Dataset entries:
-- -- --
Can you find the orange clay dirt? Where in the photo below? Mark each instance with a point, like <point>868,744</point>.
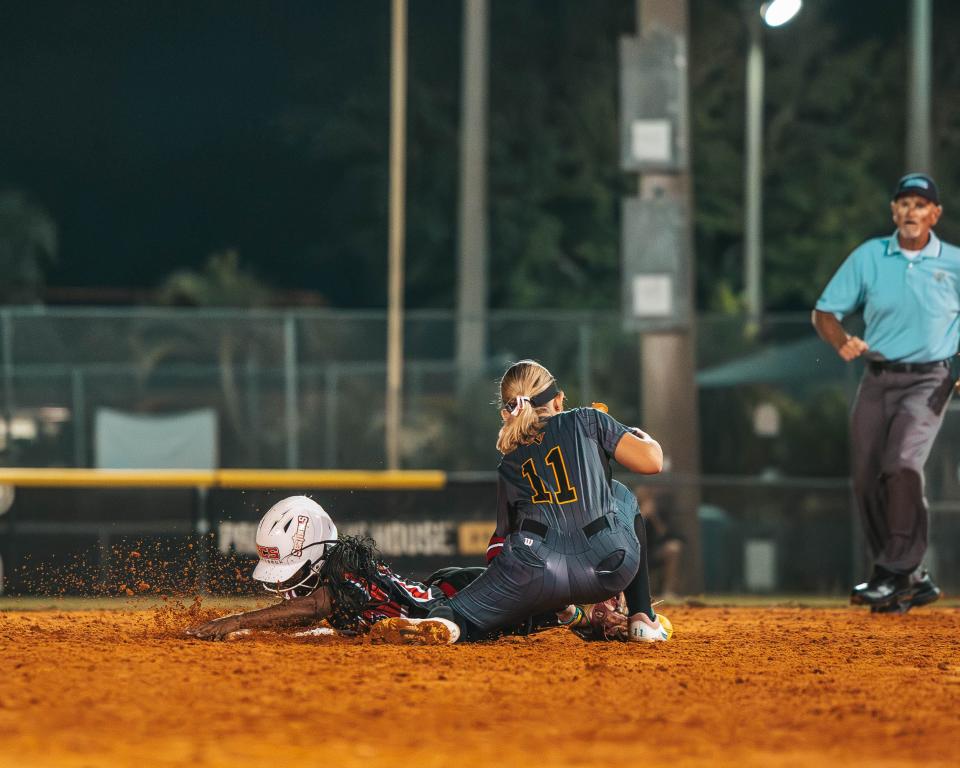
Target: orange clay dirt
<point>740,686</point>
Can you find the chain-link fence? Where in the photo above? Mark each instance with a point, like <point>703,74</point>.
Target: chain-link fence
<point>305,389</point>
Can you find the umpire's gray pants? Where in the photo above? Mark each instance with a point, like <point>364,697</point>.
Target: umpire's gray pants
<point>535,574</point>
<point>894,421</point>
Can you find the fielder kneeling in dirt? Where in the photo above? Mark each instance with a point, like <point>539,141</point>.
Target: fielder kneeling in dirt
<point>341,580</point>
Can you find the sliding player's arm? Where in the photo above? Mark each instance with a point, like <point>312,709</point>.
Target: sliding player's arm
<point>297,612</point>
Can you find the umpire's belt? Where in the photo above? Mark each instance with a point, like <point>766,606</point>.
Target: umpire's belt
<point>879,366</point>
<point>540,529</point>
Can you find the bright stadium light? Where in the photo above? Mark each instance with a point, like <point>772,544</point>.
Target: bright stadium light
<point>778,12</point>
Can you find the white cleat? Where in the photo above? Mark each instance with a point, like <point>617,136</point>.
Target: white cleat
<point>643,630</point>
<point>399,631</point>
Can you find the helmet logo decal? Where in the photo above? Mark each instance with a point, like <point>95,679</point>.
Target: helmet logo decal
<point>301,535</point>
<point>268,553</point>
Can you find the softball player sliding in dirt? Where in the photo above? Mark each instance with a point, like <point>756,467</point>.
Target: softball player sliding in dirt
<point>321,576</point>
<point>571,534</point>
<point>340,579</point>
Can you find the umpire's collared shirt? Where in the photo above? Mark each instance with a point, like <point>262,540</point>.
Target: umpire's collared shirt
<point>911,307</point>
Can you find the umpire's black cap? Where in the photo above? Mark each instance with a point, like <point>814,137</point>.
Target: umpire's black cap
<point>917,184</point>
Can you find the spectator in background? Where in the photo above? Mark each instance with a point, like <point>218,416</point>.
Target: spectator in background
<point>665,544</point>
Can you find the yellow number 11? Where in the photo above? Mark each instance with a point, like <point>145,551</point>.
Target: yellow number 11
<point>541,495</point>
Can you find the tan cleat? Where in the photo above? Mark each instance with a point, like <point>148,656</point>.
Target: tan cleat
<point>415,632</point>
<point>643,630</point>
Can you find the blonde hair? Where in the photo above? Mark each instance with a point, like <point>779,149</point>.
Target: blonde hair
<point>522,380</point>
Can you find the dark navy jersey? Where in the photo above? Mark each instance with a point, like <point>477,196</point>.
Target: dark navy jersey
<point>563,478</point>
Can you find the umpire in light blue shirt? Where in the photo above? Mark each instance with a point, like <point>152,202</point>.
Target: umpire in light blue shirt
<point>908,286</point>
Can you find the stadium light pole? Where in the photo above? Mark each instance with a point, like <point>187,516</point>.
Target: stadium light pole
<point>773,14</point>
<point>398,121</point>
-- -- --
▶ [WHAT IS REQUIRED]: Set down nothing but the lines from the one containing "Can you find the dark" through the end of the entries above, exactly as written, both ends counted.

▶ [EXERCISE RESPONSE]:
Can you find the dark navy jersey? Where in the photo above? Mark each instance with a point, like <point>477,196</point>.
Target: dark navy jersey
<point>563,478</point>
Can you find the umpire in light blue shirt? Where in the photo above? Mark each instance with a point, like <point>152,202</point>.
Target: umpire in light blue shirt
<point>908,286</point>
Can you find the stadium light pole? Where in the photo above? Mark each instance with a point, like <point>187,516</point>.
Target: stadium light pole
<point>773,14</point>
<point>398,121</point>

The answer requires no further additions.